### Exercise description
From the data underneath, reproduce exactly the stretch that begins at the line with "Can you find the blue" and ends after the line with "Target: person in red costume".
▼
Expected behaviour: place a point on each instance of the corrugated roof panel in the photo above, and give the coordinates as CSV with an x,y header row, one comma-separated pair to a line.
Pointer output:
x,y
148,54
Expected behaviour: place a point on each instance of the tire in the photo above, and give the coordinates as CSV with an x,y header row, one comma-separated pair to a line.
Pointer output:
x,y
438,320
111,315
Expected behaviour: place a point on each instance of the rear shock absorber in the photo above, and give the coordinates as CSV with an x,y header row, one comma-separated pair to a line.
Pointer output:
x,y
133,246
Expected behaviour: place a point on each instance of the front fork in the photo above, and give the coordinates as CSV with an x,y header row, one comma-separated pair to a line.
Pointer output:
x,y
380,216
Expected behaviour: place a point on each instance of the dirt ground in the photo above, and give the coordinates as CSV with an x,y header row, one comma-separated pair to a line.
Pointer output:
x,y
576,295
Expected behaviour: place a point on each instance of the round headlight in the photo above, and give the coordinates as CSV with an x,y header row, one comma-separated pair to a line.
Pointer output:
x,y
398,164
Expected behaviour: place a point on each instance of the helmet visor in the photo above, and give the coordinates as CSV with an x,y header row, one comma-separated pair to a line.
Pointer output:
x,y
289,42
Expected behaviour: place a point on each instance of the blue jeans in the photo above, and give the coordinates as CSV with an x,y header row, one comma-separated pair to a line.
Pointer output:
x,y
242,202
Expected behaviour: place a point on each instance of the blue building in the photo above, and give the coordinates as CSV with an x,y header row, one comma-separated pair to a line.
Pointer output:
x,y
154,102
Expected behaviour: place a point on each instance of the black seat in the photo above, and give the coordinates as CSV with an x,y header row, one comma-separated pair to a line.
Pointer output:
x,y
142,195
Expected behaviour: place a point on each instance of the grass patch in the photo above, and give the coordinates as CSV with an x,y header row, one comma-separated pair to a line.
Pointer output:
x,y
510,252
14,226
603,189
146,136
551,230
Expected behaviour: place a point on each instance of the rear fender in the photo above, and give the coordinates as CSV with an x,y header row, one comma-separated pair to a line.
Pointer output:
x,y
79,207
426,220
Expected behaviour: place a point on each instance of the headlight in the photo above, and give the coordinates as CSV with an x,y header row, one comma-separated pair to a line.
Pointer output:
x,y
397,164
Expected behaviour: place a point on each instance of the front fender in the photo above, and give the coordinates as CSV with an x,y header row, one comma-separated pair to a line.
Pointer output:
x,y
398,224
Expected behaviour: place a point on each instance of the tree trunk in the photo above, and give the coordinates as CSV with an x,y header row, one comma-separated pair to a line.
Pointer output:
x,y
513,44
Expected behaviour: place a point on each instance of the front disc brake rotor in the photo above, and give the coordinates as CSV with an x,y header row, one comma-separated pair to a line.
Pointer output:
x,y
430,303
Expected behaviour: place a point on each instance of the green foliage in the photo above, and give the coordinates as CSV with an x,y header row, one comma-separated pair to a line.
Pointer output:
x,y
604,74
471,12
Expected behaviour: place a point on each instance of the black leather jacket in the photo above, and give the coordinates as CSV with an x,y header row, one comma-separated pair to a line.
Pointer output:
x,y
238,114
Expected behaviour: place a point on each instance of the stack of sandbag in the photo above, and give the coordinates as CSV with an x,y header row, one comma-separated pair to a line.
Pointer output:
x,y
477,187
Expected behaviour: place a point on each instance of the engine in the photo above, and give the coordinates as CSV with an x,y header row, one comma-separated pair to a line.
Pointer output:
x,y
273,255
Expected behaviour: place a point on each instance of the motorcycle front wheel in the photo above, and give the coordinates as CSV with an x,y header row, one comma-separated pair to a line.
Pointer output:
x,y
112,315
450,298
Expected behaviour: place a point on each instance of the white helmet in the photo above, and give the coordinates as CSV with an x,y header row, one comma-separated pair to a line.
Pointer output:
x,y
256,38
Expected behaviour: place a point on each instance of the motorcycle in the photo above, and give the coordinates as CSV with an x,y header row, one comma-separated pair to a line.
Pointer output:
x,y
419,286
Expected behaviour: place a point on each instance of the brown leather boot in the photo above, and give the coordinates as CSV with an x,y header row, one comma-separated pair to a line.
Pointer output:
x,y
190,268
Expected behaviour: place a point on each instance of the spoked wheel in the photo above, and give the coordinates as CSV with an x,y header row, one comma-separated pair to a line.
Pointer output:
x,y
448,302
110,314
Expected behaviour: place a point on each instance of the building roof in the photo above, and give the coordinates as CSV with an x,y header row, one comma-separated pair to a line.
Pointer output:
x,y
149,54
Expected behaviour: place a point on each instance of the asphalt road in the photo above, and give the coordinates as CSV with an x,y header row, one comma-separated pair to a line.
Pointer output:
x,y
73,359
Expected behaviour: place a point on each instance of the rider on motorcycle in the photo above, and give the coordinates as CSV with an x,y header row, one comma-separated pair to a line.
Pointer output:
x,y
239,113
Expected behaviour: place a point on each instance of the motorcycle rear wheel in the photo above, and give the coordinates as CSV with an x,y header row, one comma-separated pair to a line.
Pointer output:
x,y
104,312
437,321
▲
▼
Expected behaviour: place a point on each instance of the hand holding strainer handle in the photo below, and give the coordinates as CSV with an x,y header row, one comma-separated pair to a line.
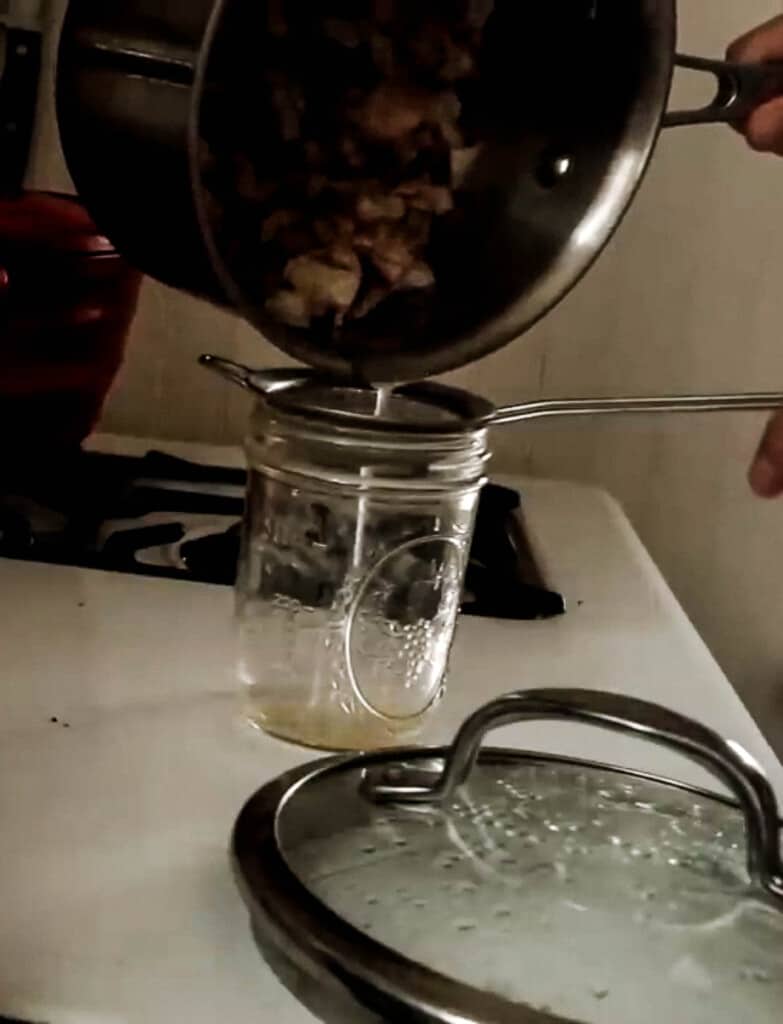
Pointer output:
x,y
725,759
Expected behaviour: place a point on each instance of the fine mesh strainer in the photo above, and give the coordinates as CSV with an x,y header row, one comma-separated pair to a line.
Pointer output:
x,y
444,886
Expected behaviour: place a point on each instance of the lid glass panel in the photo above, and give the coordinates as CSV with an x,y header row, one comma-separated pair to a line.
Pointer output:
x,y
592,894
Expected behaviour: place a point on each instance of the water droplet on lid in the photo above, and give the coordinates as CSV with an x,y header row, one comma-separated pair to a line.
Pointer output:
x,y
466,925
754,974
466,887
▲
▼
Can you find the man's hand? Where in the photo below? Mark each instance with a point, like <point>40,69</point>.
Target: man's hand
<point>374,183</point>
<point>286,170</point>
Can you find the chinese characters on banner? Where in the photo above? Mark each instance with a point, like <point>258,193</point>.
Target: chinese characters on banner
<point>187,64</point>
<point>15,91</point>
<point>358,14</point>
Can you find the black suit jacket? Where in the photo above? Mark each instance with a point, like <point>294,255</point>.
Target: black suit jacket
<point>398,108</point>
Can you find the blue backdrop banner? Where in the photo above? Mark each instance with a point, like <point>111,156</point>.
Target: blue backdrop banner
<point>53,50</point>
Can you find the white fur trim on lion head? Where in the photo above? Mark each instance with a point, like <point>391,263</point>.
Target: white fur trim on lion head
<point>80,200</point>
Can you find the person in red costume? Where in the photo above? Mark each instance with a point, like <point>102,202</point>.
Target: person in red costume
▲
### Your response
Can you find the blue backdrop banner? Where in the photo above? Mark each instance with a point, like <point>111,156</point>.
Target: blue backdrop banner
<point>53,50</point>
Can you find the white fur trim on lion head? Where in the photo above? Mark each instance with a point, like <point>391,263</point>.
Target: white fur trim on lion head
<point>80,200</point>
Can you find the person in red costume? Where in the photo above? Mark each instance with a point, like <point>102,202</point>.
Target: person in red costume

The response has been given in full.